REQUIRED WORK -
Write out the full listing again. Make no alterations.

DATA IN THIS EXERCISE -

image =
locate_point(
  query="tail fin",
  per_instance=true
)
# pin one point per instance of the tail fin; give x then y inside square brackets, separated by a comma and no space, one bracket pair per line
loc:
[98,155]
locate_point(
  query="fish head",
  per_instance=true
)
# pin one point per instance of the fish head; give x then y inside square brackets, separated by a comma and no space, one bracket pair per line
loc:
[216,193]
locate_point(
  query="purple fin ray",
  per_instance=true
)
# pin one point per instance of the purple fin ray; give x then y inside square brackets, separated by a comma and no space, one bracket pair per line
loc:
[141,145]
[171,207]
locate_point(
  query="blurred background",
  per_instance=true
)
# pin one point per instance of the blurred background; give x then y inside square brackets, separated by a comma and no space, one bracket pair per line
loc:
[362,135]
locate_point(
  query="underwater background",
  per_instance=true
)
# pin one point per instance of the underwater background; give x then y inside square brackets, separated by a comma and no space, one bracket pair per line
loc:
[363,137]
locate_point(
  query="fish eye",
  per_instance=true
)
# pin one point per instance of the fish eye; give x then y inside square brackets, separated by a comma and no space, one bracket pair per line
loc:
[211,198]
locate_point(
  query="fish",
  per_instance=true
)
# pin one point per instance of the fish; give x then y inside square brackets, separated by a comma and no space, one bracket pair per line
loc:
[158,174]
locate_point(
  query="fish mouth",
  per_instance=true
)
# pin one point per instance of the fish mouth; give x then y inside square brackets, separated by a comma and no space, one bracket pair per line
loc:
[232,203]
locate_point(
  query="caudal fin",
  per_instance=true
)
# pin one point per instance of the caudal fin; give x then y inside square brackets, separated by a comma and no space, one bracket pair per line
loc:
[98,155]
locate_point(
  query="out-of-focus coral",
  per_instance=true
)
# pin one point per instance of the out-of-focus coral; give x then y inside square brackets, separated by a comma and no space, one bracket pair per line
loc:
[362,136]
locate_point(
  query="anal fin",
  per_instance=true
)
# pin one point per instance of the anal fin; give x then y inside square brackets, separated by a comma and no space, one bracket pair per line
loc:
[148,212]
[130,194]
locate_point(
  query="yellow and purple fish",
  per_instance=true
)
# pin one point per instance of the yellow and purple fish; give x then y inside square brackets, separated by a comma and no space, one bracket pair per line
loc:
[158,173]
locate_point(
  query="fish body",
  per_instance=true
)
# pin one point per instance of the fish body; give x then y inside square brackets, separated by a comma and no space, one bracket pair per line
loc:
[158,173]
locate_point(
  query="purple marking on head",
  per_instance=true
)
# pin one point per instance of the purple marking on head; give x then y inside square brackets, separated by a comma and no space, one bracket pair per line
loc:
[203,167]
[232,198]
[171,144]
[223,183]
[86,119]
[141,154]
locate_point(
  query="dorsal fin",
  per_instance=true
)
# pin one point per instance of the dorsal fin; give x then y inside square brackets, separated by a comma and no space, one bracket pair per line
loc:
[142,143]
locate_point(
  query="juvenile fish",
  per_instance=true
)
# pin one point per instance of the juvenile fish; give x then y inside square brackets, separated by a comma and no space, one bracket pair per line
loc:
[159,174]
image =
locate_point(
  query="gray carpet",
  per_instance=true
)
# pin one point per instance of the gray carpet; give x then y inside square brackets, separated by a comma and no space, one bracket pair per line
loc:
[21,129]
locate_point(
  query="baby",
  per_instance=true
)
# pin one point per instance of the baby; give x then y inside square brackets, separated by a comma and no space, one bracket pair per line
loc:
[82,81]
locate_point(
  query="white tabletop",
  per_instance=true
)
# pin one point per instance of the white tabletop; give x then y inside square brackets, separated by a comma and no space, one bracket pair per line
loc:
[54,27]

FINISHED EXERCISE -
image =
locate_point(
  query="tail fin",
  per_instance=true
)
# pin one point per instance of the tail fin; give x then y inside square brackets, separated by a comma and no space, one bracket pair per line
loc:
[98,155]
locate_point(
  query="fish head",
  per_instance=true
)
# pin one point per instance of the fish head; give x then y inside square brackets, separated by a comma and no space, one bracket pair per line
loc:
[216,193]
locate_point(
  query="purple fin ray",
  per_instance=true
)
# pin one point per instance of the purple fin ray; give x then y inside square brackets, separated by a comma and no space, one bracket pair per line
loc:
[141,145]
[171,207]
locate_point(
  query="blurred background",
  per_instance=true
)
# pin one point per instance of the blurred background; give x then y inside square brackets, separated by a comma and no space, one bracket pair per line
loc:
[362,135]
locate_point(
  query="underwater background",
  per_instance=true
)
# pin one point per instance of the underwater background; give x then y inside square brackets, separated by a comma and no space, one bracket pair per line
loc:
[363,137]
locate_point(
  query="fish eye",
  per_instance=true
)
# pin one point per instance of the fish eye; give x then y inside square brackets, separated by a comma and no space, one bracket pair per line
loc:
[211,198]
locate_point(
  query="fish",
  per_instance=true
)
# pin one point per instance of the fish; give x then y inside square brackets, separated by a comma and no space, one bracket pair per line
loc:
[158,174]
locate_point(
  query="fish mouth",
  per_instance=true
)
# pin one point per instance of the fish mouth; give x then y inside square brackets, separated by a comma and no space, one bracket pair per line
loc:
[232,203]
locate_point(
  query="caudal fin",
  per_instance=true
)
# pin one point per instance of the caudal fin; give x then y inside square brackets, separated by a comma and no space, one bracket pair per line
loc:
[98,155]
locate_point(
  query="out-of-focus coral",
  per_instance=true
)
# pin one point per instance of the out-of-focus coral; give x then y inside square brackets, separated by a comma and no space, one bracket pair per line
loc:
[362,136]
locate_point(
  query="anal fin",
  per_instance=true
)
# pin one point per instance of the anal fin; give x then y inside square brackets, separated by a comma and no space, one bracket pair per line
loc:
[148,212]
[130,194]
locate_point(
  query="yellow and purple fish",
  per_instance=true
)
# pin one point per instance of the yellow and purple fish; give x then y inside square brackets, separated by a comma and no space, one bracket pair per line
loc:
[158,173]
locate_point(
  query="fish body",
  per_instance=true
)
# pin one point per instance of the fish body; give x then y inside square brackets, separated by a comma and no space, one bracket pair per line
loc:
[158,173]
locate_point(
  query="purple marking on head",
  per_instance=true
)
# pin one point per instance of the purple marking on head; give x then y inside square brackets, separated by a comma and no space, one bracket pair per line
loc:
[203,167]
[232,198]
[171,144]
[223,183]
[86,119]
[141,154]
locate_point(
  query="dorsal fin",
  per_instance=true
)
# pin one point per instance of the dorsal fin; give x then y inside square brackets, separated by a comma and no space, one bracket pair per line
loc:
[142,143]
locate_point(
  query="juvenile fish",
  per_instance=true
)
# pin one point per instance of the juvenile fish; give x then y inside square brackets, separated by a comma and no space, one bracket pair per line
loc:
[159,174]
image =
locate_point(
  query="gray carpet",
  per_instance=true
)
# pin one point per instance of the gray carpet; give x then y inside square brackets, separated by a comma and no space, one bracket pair per line
loc:
[21,129]
locate_point(
  query="baby",
  per_instance=true
)
# pin one point per instance of the baby; give x then y inside square brackets, separated by a comma and no space, one bracket pair per line
loc:
[82,81]
locate_point(
  query="white tabletop",
  per_instance=true
)
# pin one point per instance of the white tabletop; give x then y inside square brackets, separated by a comma and no space, one bracket pair per line
loc:
[54,27]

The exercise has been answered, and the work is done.